▶ REQUIRED ACTION A: In the forum thread below about making Musagi instruments, which audio library does the reply say musagi uses?
▶ REQUIRED ACTION B: Write the next part of the Musagi instrument thread below, continuing after its last post.

▶ EXCERPTED TEXT:
_ _ _ _ _

I'm interested in creating imu's as Musagi does not suit all of my needs as far as instruments go. (For many of the instruments it appears that the sound quality deprecates at the lowest octaves and I'd like to try and get really clean high quality notes in that area)
1. Anyone know of any particular ways of creating IMU's?
2. Dr Petter, how did you go about creating the imu's for Musagi?
Ideally I plan to create a program using the FMOD sound API to create and edit soundwaves and hopefully to output to IMU's. If Dr. Petter can help me out with the IMU file format and how to output I'd gladly release the application out to the community or even bundled with Musagi.
musagi uses portaudio, which works quite well. If you check into the open source downloads, you'll get all the files to compile your own version as I've done already. I gave up on creating a msvs project for it and went with DrPetter's commandline compiler.
You can use the gin_chip.h as template to create your own synth. Once you figured out the interval use, you should be able to put in larger cycles to obtain higher rates and better quality for the sounds itself. I've only tweaked it for some additional modulation access and a few tiny things, but it works great!
DrPetter is currently still on a vacation and will return in a week or two, I think. He'll be able to help you out further, of course. Just thought you might wonna get a little heads-up sooner!

_ _ _ _ _

▶ PROVIDED MATERIAL:

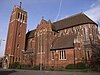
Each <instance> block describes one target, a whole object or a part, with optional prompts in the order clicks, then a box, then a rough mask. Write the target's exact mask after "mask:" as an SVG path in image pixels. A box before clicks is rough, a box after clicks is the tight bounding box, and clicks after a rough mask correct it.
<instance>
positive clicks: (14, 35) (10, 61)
mask: <svg viewBox="0 0 100 75" xmlns="http://www.w3.org/2000/svg"><path fill="white" fill-rule="evenodd" d="M26 27H27V12H26V11H25V10H24V9H22V8H20V7H19V6H14V9H13V11H12V13H11V17H10V22H9V29H8V35H7V41H6V48H5V58H6V63H8V65H9V64H11V63H13V62H20V63H21V62H22V61H21V59H22V50H24V49H25V38H26Z"/></svg>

_ _ _ _ _

▶ ANSWER AREA A: Portaudio.

▶ ANSWER AREA B:
Thanks a lot for the quick response taron, I'm currently working on a game for a contest and am on a really tight schedule. The reason I said I'd probably create a program with FMOD if need be was that I'm already relatively well-versed in it and it's already being used in my project. I don' think I have the mental room up in my head to learn another API, however from my understanding of what you just told me though I can just increase the corresponding interval values of the already existing synths to create higher (like chip or xnes) quality sounds/instruments at lower octaves. Is this true or did I misunderstand and if it is do you happen to know the source files and particular variable name values I need to increase to acquire better quality instruments? Thanks a lot for all your help taron =]
It's true, you should be able to do that (higher quality at lower levels by increasing the size of the waveform buffers and proper sample implementation). The problem with it as it is now is, that it's only offering a very small buffer that simple aliases due to the few samples it gets to read at lower frequencies. While there is a linear ramp from sample to sample, at such few samples per loop it just becomes noticable as stepping. If you increase the sample buffer to like 1024 or more, you can create finer transitions and simply more data that will not make the stepping recognizable anymore at lower percieved frequencies.
I don't think you can 'easily' port the implementation of portaudio to fmod. I had somehow never managed to deal with fmod, but I just didn't have enough eagerness and knowledge to do so. Portaudio, however, posed much lesser issues to me, while I had enough help from DrPetter to get into it.
Sorry for the leave of absence, been getting a lot of hours at work. Anyways I understand the logic of your method to improve the sound quality but after trying to look through the gin_xnes.h, have been unable to pinpoint how to increase the size of the waveform buffers due to my inexperience with Portaudio. Can you point me to the line of code where the value needs to be changed? I'd really appreciate it.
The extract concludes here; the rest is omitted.